Image point grounding data:

[Start of section]

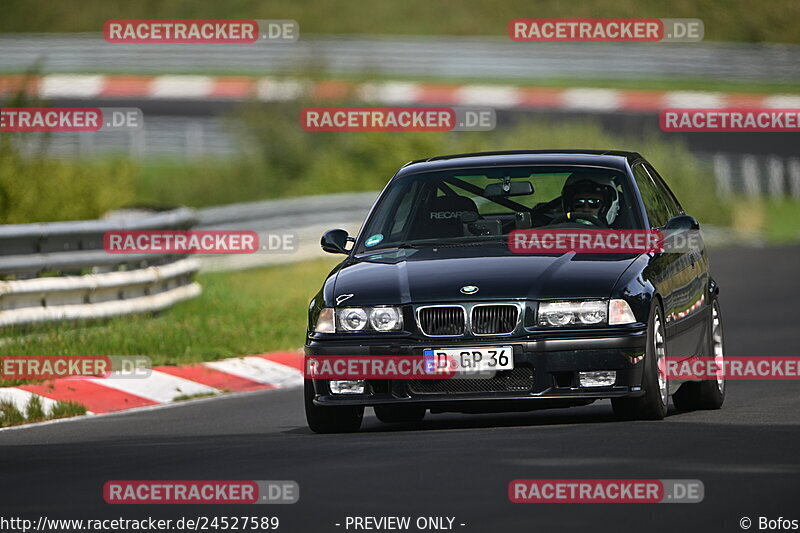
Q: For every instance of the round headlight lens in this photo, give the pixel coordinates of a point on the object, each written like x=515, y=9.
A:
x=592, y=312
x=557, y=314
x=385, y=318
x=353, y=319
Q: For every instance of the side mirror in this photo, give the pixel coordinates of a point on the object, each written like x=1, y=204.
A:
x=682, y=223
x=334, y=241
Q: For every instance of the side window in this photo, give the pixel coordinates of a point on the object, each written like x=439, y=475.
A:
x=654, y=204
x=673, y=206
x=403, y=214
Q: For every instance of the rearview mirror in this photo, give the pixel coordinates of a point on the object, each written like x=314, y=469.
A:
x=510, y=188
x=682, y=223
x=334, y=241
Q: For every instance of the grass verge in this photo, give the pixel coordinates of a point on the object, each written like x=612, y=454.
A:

[End of section]

> [ABOUT THIS TASK] Produce an exact copy of the lines from the one containing "Q: For every instance of the rearview" through the final line of the data, both ends included, and only those.

> [EXERCISE RESULT]
Q: For every instance of the rearview mirror in this photo, give the pixel coordinates of a point on the object, each written like x=314, y=469.
A:
x=510, y=188
x=682, y=223
x=334, y=241
Q: For every instance of the grass verge in this photo, give the pixel coordinates of a point on the object, each written like x=612, y=454.
A:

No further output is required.